--- Start of RAW DATA ---

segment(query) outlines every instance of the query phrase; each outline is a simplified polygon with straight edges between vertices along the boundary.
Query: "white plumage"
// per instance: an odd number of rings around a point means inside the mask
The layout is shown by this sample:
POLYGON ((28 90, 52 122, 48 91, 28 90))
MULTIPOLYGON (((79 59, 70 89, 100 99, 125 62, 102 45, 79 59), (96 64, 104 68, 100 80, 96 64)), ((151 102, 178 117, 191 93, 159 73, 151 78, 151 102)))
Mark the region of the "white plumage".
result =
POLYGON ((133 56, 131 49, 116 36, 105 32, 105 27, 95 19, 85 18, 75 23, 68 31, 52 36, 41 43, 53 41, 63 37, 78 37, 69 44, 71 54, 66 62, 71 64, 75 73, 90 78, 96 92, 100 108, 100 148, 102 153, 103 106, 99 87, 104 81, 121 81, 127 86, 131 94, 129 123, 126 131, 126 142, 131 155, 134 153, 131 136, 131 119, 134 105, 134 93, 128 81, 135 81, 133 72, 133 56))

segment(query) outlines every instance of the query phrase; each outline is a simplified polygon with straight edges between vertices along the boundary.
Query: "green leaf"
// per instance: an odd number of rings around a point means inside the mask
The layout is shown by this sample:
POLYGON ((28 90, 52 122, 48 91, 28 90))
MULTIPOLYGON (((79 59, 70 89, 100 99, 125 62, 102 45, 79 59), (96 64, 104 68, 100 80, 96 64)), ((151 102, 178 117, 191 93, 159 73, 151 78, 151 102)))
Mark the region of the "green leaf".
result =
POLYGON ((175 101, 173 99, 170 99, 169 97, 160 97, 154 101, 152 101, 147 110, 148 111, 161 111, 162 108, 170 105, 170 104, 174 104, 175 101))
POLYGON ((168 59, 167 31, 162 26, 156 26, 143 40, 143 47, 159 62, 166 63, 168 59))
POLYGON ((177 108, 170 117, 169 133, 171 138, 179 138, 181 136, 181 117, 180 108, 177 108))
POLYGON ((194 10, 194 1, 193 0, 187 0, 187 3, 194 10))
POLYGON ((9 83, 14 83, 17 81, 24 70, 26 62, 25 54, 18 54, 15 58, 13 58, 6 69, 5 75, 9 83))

--- End of RAW DATA ---

EXERCISE BRIEF: Copy both items above verbatim, line for line.

THE ANSWER:
segment(query) outlines every instance of the query phrase; each outline is a simplified polygon with straight edges between vertices along the boundary.
Query: "white plumage"
// per instance: an odd number of rings around a point means inside the mask
The layout is shown by this sample:
POLYGON ((28 90, 52 122, 48 91, 28 90))
MULTIPOLYGON (((79 59, 70 89, 100 99, 125 62, 102 45, 79 59), (96 64, 104 68, 100 80, 96 64)), ((151 102, 178 117, 191 93, 159 73, 151 78, 151 102)))
Mark the region of the "white plumage".
result =
POLYGON ((133 56, 131 49, 116 36, 105 32, 105 27, 95 19, 85 18, 75 23, 68 31, 52 36, 41 43, 53 41, 63 37, 78 37, 69 44, 71 54, 66 62, 71 64, 75 73, 90 78, 96 92, 100 108, 100 148, 102 153, 103 106, 99 87, 104 81, 121 81, 127 86, 131 94, 129 123, 126 131, 126 142, 131 155, 134 153, 131 136, 131 119, 134 105, 134 93, 128 81, 135 81, 133 72, 133 56))

segment(query) outlines every instance of the query phrase; each outline is a simplified polygon with straight edges between vertices along the boundary.
Query: "green leaf"
// per instance: an odd number of rings around a point means inside the mask
The layout is shown by this sample:
POLYGON ((28 90, 52 122, 48 91, 28 90))
MULTIPOLYGON (((79 59, 70 89, 100 99, 125 62, 102 45, 79 59), (96 64, 104 68, 100 80, 96 64)), ((151 102, 178 117, 191 93, 159 73, 151 78, 151 102)))
Mark the region of the "green leaf".
result =
POLYGON ((175 101, 173 99, 170 99, 169 97, 160 97, 154 101, 152 101, 147 110, 148 111, 161 111, 162 108, 170 105, 170 104, 174 104, 175 101))
POLYGON ((168 59, 167 31, 162 26, 156 26, 143 40, 143 47, 159 62, 166 63, 168 59))
POLYGON ((177 108, 170 117, 169 133, 171 138, 179 138, 181 136, 181 117, 180 108, 177 108))
POLYGON ((194 10, 194 1, 193 0, 187 0, 187 3, 194 10))
POLYGON ((9 83, 14 83, 17 81, 24 70, 26 62, 25 54, 18 54, 15 58, 13 58, 6 69, 5 75, 9 83))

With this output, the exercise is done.